#### Exercise inputs:
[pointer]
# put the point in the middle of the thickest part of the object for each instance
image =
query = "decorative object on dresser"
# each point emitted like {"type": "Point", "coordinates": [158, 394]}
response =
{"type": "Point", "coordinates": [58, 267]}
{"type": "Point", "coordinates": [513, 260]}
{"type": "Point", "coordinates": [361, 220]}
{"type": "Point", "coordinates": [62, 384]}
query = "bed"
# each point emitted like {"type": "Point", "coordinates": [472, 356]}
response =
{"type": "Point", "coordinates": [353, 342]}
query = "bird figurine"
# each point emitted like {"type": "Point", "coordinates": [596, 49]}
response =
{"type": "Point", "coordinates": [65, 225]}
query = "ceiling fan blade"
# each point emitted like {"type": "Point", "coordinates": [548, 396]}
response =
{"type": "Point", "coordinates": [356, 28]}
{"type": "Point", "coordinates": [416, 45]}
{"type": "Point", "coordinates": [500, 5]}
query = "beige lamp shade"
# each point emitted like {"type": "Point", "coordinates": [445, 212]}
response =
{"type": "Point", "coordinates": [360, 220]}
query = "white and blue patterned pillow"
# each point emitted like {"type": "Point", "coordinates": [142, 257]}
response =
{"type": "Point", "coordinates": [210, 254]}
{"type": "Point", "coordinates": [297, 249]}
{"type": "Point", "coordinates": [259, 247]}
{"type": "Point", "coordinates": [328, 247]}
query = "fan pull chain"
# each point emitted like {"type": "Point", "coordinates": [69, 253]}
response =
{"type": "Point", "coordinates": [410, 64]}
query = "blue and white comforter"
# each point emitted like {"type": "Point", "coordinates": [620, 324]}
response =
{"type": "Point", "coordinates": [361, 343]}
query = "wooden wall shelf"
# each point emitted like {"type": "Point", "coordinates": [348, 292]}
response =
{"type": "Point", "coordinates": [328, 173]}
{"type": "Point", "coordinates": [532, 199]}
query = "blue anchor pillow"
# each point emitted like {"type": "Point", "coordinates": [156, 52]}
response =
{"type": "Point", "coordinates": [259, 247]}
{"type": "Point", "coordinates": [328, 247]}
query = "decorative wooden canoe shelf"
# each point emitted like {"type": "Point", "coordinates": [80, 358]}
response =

#### Exercise directions:
Answer with a number only: how many lines above have the word "shelf"?

#### Your response:
2